** Begin **

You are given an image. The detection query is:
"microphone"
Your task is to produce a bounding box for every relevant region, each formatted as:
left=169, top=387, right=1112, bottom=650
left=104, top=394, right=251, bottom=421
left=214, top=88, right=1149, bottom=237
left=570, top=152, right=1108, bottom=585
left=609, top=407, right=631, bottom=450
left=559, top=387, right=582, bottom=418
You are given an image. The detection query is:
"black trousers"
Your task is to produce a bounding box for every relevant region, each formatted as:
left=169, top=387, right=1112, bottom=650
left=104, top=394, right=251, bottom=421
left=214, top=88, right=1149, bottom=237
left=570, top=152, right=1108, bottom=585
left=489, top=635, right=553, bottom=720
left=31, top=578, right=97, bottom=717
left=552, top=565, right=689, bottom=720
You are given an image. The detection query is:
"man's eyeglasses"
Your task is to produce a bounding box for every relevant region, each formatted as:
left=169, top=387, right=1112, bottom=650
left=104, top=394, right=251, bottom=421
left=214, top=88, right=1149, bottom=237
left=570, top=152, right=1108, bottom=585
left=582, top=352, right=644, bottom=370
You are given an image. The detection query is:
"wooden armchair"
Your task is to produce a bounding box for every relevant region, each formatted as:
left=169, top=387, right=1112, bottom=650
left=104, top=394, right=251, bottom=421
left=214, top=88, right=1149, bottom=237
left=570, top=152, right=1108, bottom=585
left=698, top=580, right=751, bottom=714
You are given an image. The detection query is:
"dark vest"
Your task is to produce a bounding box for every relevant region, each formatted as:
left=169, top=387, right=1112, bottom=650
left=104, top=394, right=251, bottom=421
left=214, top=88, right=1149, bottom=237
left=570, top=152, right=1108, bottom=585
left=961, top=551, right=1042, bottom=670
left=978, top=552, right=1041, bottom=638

** End **

> [Given request] Reproduce every line of the material above word for word, from the first line through the last.

> [Response to the exercise]
You are given an image. The detection query is:
"microphone"
Your task is to produce a bounding box for every relevant region, each formatted as:
left=169, top=387, right=1112, bottom=650
left=104, top=394, right=251, bottom=421
left=214, top=88, right=1149, bottom=237
left=570, top=152, right=1108, bottom=585
left=609, top=407, right=631, bottom=450
left=559, top=387, right=582, bottom=418
You are given an image. The detection query is:
"black trousers"
Your task is to produce a bounding box for every relevant region, each formatted as:
left=169, top=387, right=1112, bottom=650
left=104, top=394, right=251, bottom=421
left=214, top=88, right=1149, bottom=237
left=570, top=152, right=1108, bottom=585
left=489, top=635, right=553, bottom=720
left=31, top=578, right=97, bottom=717
left=552, top=565, right=689, bottom=720
You are given an image. The detection query is:
"man's eyeglasses"
Your task is to produce a bounding box for every relevant region, each formatted as:
left=169, top=387, right=1112, bottom=650
left=104, top=394, right=251, bottom=421
left=214, top=88, right=1149, bottom=237
left=570, top=152, right=1108, bottom=585
left=582, top=352, right=644, bottom=370
You are given an image. The detection query is:
"wooden armchair"
Your task is to produce a bounding box for every relevant region, each formatted as:
left=169, top=387, right=1112, bottom=650
left=104, top=394, right=251, bottom=421
left=214, top=88, right=1149, bottom=237
left=570, top=152, right=1108, bottom=585
left=698, top=580, right=751, bottom=714
You are given an image. The detection query is:
"dark vest"
Your task is to produce a bounding box for every relevant region, each formatted as:
left=169, top=387, right=1112, bottom=650
left=104, top=394, right=251, bottom=421
left=214, top=88, right=1149, bottom=237
left=570, top=152, right=1108, bottom=585
left=961, top=551, right=1042, bottom=670
left=978, top=552, right=1041, bottom=638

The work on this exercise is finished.